-- DATA FOR THE TASK start --

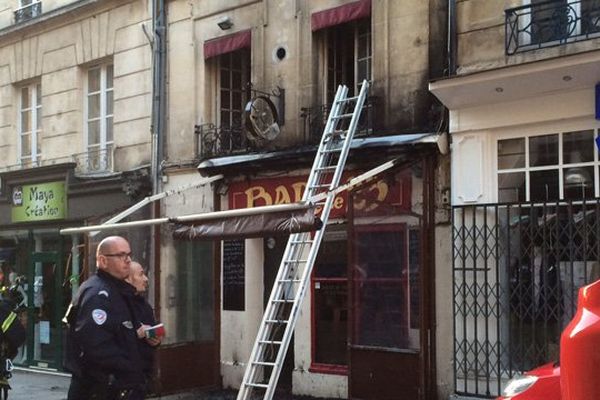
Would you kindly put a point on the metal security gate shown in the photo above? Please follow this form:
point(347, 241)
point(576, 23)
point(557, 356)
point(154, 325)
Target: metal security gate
point(517, 269)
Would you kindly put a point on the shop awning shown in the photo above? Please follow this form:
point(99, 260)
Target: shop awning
point(258, 225)
point(227, 44)
point(339, 15)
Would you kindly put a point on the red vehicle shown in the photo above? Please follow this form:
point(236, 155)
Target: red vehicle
point(580, 359)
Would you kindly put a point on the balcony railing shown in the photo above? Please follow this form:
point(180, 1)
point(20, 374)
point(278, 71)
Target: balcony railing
point(96, 162)
point(27, 12)
point(315, 119)
point(549, 24)
point(214, 141)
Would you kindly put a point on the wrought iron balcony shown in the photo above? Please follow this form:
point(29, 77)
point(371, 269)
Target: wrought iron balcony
point(549, 24)
point(95, 161)
point(28, 11)
point(315, 119)
point(213, 141)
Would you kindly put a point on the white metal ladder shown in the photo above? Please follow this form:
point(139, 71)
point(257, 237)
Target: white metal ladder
point(293, 277)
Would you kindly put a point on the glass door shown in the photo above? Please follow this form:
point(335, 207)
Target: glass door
point(45, 308)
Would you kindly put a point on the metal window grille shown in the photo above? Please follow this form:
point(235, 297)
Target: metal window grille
point(517, 269)
point(28, 11)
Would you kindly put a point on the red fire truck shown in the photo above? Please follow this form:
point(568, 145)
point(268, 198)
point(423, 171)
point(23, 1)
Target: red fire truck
point(576, 378)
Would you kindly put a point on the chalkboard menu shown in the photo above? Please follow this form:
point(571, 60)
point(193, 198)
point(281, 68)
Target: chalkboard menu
point(414, 264)
point(233, 275)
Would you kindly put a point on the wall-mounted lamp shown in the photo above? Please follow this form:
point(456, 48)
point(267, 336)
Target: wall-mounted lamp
point(225, 23)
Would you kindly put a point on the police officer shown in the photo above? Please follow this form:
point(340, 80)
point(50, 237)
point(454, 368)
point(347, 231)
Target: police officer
point(102, 351)
point(145, 316)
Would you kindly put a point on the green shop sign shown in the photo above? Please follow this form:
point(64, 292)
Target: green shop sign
point(39, 202)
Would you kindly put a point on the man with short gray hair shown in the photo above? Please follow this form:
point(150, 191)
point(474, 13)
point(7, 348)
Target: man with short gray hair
point(102, 351)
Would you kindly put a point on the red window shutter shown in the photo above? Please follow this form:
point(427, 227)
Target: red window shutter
point(339, 15)
point(227, 44)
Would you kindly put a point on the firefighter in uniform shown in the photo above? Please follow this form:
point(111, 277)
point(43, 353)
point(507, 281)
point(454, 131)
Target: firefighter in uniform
point(102, 352)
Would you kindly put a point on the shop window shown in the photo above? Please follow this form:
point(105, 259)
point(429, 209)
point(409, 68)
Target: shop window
point(193, 297)
point(234, 79)
point(348, 56)
point(330, 303)
point(99, 119)
point(547, 167)
point(30, 125)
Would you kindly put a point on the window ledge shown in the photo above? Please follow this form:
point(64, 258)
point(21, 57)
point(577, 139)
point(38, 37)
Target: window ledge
point(45, 16)
point(331, 369)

-- DATA FOR THE TASK end --

• **WHAT YOU HAVE TO DO**: Carry the lines above over to a new copy, starting with the first line and going on through the line with "point(213, 141)". Add 142 to both coordinates of each point that follows a "Target:" line, keep the sample points after "Please follow this form:" unchanged, and leave the pictures out.

• **ANSWER IN FULL**:
Would you kindly put a point on the metal security gate shown in the photo above? Please follow this form:
point(347, 241)
point(576, 23)
point(557, 356)
point(154, 325)
Target: metal security gate
point(659, 411)
Would you kindly put a point on the shop awning shown in the photo above? Please follow this form:
point(99, 260)
Target: shop awning
point(400, 367)
point(369, 186)
point(481, 157)
Would you kindly put a point on the red vehicle shown in the photo above? Please follow this form:
point(236, 155)
Target: red vehicle
point(722, 501)
Would you kindly put a point on the balcony railing shown in the photo above? Please follow this form:
point(180, 1)
point(20, 374)
point(278, 71)
Target: balcony railing
point(238, 304)
point(169, 154)
point(457, 261)
point(691, 166)
point(356, 283)
Would you kindly put a point on the wrought iron balcony shown in the photo above? Please follow this form:
point(29, 77)
point(371, 269)
Target: wrought iron balcony
point(691, 166)
point(237, 303)
point(170, 153)
point(457, 261)
point(355, 283)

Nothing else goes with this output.